Which lines in the material below contain the string "stone"? Extract each of those lines in full, treating uppercase and lowercase letters as distinct.

(Items from a data source)
---
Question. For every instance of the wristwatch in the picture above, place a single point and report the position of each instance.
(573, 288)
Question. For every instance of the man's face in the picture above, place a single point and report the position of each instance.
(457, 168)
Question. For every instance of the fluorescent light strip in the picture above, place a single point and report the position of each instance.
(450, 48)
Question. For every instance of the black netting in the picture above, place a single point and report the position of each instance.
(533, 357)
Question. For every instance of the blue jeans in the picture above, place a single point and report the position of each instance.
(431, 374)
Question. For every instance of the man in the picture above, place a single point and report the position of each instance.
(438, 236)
---
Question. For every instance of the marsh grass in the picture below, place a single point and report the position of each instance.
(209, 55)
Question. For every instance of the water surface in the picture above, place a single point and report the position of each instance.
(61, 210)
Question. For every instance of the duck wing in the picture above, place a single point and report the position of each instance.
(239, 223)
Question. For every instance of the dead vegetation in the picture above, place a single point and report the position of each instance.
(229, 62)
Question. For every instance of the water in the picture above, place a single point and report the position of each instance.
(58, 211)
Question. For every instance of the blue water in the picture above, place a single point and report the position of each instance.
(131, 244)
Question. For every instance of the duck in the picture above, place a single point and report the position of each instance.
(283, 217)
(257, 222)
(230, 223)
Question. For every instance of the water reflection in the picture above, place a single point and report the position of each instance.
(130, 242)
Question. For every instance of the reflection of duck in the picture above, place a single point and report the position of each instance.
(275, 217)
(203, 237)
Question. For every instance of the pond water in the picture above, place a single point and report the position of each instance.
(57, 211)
---
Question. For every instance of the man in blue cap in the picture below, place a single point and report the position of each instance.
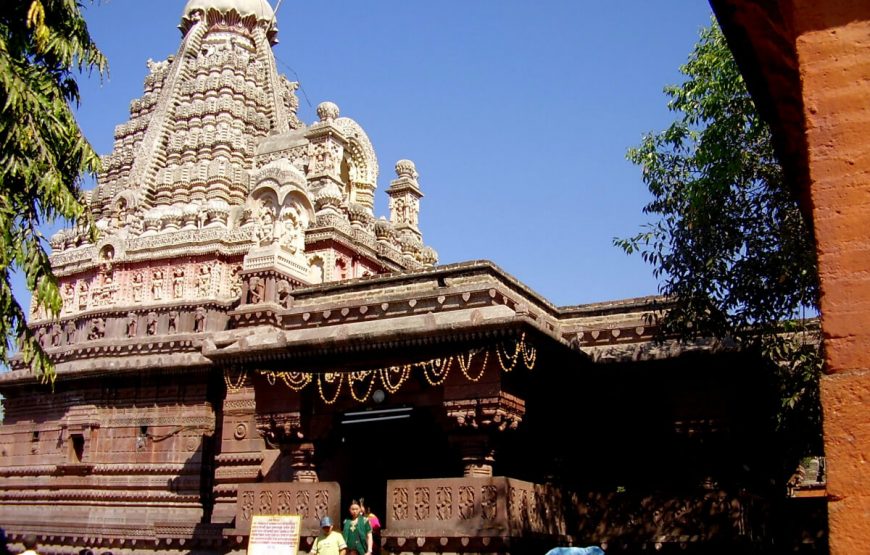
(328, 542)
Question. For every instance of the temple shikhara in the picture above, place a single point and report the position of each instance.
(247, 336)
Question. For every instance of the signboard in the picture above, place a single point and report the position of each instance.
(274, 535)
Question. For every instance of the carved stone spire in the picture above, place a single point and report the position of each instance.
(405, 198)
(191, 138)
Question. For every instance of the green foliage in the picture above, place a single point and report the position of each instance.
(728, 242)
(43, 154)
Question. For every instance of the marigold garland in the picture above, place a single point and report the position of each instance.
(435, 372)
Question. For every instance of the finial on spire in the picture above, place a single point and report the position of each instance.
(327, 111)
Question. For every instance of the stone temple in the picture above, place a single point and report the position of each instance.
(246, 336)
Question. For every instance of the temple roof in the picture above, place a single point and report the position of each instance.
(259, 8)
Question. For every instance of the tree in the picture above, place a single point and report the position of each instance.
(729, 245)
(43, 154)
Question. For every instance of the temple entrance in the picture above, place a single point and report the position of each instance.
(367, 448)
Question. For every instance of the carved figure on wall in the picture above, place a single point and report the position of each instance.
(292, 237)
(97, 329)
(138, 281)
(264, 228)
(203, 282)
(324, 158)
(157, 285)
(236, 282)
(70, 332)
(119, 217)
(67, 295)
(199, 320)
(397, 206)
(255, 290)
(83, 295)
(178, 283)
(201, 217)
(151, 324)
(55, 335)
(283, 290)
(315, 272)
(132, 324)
---
[Response to this task]
Question. For every instance of the carved stone spire in the picture above, place a single point and report the position of each instance.
Question. For every instance of the stone temple in the picture above, place a single point and report the position of each instance.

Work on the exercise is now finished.